**Required work:** Count the lines below that hold the word "matches" and say how many, with no other text.

++++++++++

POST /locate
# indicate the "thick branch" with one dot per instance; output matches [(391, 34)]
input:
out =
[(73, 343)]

++++++++++

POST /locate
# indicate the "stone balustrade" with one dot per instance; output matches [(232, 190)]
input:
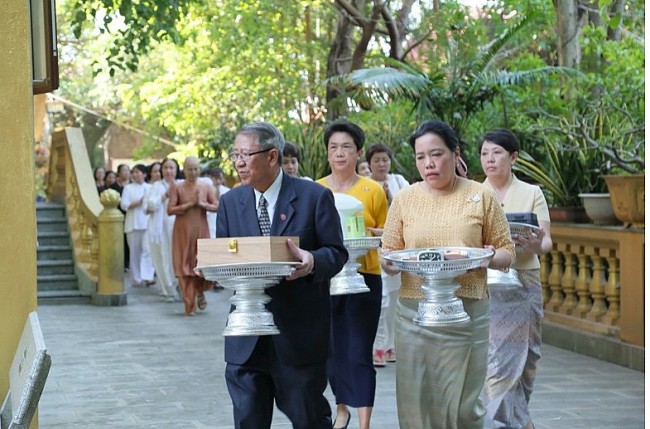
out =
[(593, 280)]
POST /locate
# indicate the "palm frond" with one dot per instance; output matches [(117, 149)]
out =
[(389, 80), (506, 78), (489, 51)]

++++++++++

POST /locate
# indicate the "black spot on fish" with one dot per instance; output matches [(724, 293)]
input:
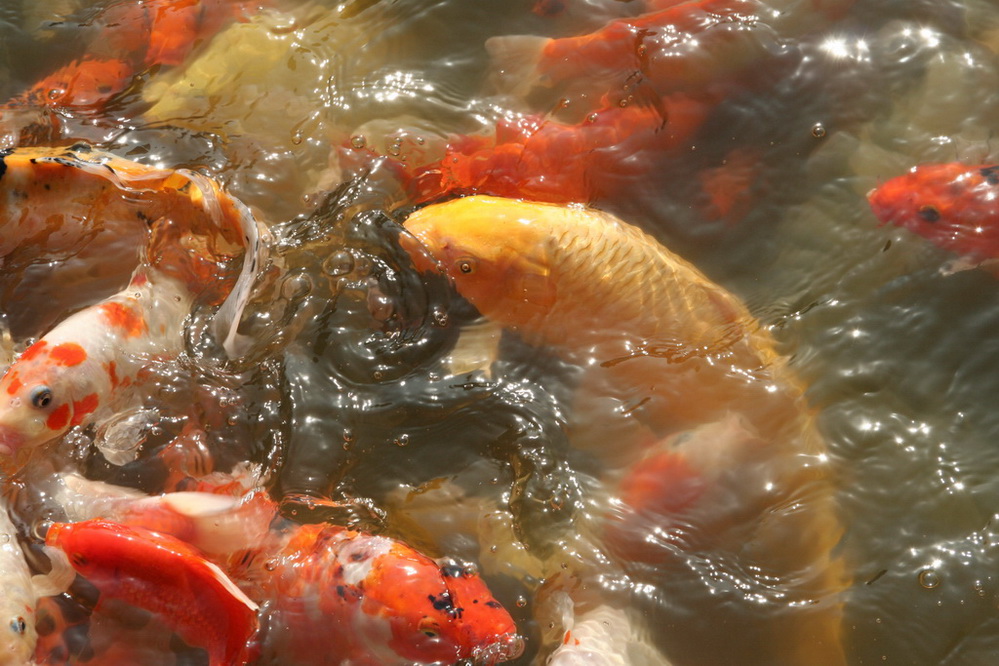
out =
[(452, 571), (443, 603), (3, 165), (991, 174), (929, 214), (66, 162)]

++++++++++

**Response below:** 4